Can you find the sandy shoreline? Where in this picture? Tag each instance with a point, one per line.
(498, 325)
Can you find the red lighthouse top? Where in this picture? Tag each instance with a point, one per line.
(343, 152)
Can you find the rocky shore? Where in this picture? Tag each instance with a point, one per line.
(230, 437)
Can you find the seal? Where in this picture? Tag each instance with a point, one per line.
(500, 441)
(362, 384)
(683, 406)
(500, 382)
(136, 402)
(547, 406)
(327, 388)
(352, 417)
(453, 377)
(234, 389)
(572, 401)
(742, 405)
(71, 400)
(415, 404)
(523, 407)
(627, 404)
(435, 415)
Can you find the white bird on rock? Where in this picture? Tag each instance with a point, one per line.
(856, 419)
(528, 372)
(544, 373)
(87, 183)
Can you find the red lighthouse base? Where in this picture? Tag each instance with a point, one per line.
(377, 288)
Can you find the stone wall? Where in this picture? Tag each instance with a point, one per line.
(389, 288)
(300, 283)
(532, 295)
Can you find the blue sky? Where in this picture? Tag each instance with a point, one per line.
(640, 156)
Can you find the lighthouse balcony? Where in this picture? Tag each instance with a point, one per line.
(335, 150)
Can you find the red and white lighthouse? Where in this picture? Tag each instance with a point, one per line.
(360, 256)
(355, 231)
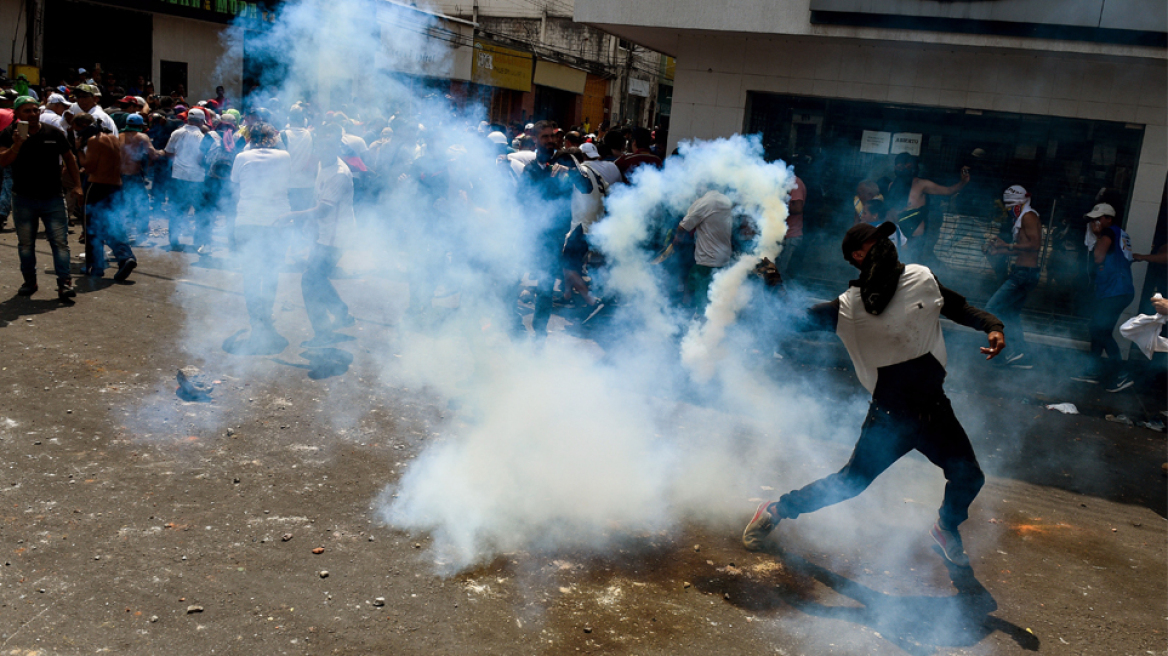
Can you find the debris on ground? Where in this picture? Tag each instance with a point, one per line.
(194, 385)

- - -

Reproduce every one of the lines above word for word, and leave out any picture.

Can you find the sandy shoreline? Where in this picture? Tag each instance with a point, one per line.
(498, 325)
Can you find the red lighthouse top? Where in this picture? Tag each instance with a point, one per line.
(343, 152)
Can you find the rocky shore? Where in this picture? Tag each instance with a point, one per line.
(230, 437)
Can you find the seal? Where in this picture? Tag each instance with a point, one per line.
(500, 441)
(362, 384)
(683, 406)
(500, 382)
(136, 402)
(547, 406)
(327, 388)
(352, 417)
(453, 377)
(234, 389)
(572, 401)
(742, 405)
(71, 400)
(415, 404)
(523, 407)
(627, 404)
(435, 415)
Can you find the white bird on rock? Where in this picture? Tag each instance with a point, one per line.
(856, 419)
(528, 372)
(544, 373)
(87, 183)
Can you find the red lighthouse base? Where in this picture? Tag each instance with a point, one per line.
(377, 288)
Can you find the stone wall? Where in this picture? Tag each instance with a point, one per line.
(389, 288)
(300, 283)
(532, 295)
Can you find the blue sky? Where in this picture? Tag each instance with a point, one per line.
(640, 156)
Can you find the lighthouse balcony? Where in this picture? Tag each instance with a point, one per line.
(335, 150)
Can you find the red and white lighthouse? Where in this picture? Tag each instance with a point, one per line.
(360, 256)
(355, 231)
Can you find the debris on ground? Where in this picture? Tag each instance with a point, one per line.
(194, 385)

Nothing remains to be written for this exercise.